§ **Exercise brief**:
Copy the rows from the line with "object=grass patch" through the end of the rows, swapping "asphalt road" for "paved road" and leaving the rest unchanged.

********

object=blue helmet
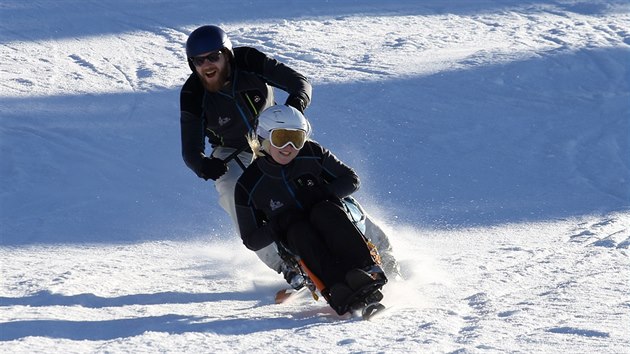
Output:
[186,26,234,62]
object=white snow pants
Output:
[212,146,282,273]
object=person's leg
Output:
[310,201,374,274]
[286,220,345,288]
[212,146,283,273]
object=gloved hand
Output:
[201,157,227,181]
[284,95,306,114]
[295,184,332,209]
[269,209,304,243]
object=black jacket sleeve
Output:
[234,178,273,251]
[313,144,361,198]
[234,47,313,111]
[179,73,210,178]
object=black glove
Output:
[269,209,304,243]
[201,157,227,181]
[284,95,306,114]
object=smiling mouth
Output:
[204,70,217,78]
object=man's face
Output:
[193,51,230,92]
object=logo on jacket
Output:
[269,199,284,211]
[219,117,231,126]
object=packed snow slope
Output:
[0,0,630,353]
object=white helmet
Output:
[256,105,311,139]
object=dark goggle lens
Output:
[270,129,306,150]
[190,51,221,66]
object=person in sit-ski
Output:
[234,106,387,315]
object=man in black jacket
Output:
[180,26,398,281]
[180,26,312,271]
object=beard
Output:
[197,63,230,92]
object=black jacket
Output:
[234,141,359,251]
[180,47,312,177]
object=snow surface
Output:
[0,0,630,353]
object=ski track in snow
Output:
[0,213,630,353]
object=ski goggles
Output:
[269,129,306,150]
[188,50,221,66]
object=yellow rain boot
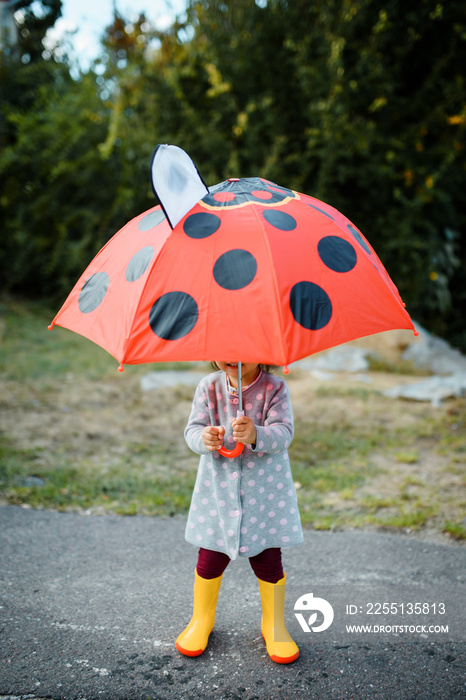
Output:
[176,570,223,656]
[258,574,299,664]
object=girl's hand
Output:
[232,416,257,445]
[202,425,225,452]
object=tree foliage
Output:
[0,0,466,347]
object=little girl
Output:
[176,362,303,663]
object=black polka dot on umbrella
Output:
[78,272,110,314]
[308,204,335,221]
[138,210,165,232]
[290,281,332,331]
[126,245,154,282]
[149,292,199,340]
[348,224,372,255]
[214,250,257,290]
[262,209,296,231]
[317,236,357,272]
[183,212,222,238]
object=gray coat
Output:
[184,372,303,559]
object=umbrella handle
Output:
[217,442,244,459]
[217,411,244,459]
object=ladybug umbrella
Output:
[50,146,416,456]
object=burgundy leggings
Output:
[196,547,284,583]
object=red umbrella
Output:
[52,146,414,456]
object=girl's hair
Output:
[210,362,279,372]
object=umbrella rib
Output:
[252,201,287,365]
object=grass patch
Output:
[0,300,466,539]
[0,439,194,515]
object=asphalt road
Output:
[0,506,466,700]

********

§ **Written answer**:
object=grass patch
Output:
[0,300,466,539]
[0,439,194,515]
object=paved road
Output:
[0,506,466,700]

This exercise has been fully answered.